*Instruction*. Which of the lines below contain the string "horse"? Show each of those lines, treating uppercase and lowercase letters as different.

-- start --

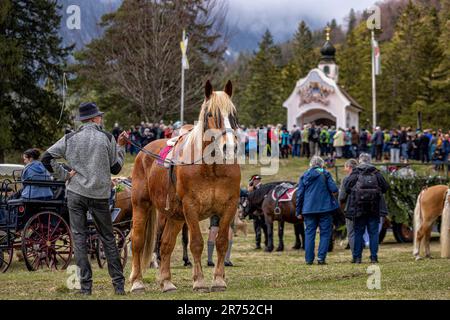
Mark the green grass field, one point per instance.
(260, 275)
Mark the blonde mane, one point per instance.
(219, 104)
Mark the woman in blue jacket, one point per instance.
(35, 170)
(316, 203)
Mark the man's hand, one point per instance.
(72, 173)
(121, 141)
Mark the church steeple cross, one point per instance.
(328, 30)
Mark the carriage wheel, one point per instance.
(402, 232)
(46, 241)
(6, 253)
(121, 246)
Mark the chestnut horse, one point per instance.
(198, 186)
(123, 202)
(431, 203)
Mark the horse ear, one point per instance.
(229, 88)
(208, 90)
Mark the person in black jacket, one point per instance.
(424, 143)
(365, 187)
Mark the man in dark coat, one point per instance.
(365, 214)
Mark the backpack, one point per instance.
(323, 137)
(314, 135)
(366, 194)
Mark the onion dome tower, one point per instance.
(327, 61)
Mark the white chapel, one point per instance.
(318, 98)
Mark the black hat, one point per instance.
(88, 110)
(255, 177)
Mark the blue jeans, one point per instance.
(404, 148)
(325, 222)
(372, 223)
(296, 150)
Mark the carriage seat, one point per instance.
(283, 192)
(21, 201)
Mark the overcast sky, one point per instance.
(282, 16)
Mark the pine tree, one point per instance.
(411, 57)
(440, 85)
(352, 21)
(261, 103)
(354, 60)
(304, 57)
(142, 39)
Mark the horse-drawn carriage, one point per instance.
(40, 229)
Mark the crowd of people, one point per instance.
(394, 145)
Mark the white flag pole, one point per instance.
(182, 83)
(374, 89)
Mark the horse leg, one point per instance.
(298, 244)
(280, 235)
(196, 246)
(427, 241)
(157, 253)
(269, 227)
(185, 240)
(222, 247)
(168, 241)
(418, 242)
(141, 211)
(264, 229)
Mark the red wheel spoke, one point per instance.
(55, 228)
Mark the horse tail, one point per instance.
(149, 239)
(417, 220)
(445, 227)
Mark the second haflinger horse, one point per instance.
(431, 203)
(197, 185)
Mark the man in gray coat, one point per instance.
(92, 155)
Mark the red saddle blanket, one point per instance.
(163, 155)
(285, 196)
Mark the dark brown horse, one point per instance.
(282, 211)
(254, 207)
(198, 186)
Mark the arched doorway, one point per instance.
(318, 116)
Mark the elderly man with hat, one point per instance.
(92, 155)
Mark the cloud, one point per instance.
(282, 16)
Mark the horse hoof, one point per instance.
(137, 287)
(168, 286)
(218, 285)
(200, 286)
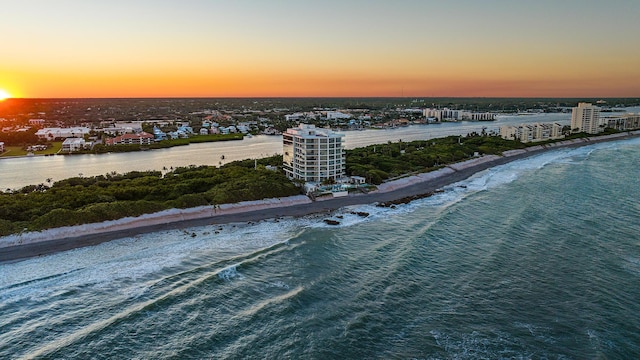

-- end --

*Response to the task*.
Mark the chestnut horse, one point per instance.
Mark the horse ear, one point per instance.
Mark the horse-drawn carriage, one point per instance.
Mark the horse leg, one point per instance.
Mark the horse tail, one point per instance.
Mark the second haflinger horse, one point per instance.
Mark the dark brown horse, one point per instance.
Mark the horse hoof, one point per instance.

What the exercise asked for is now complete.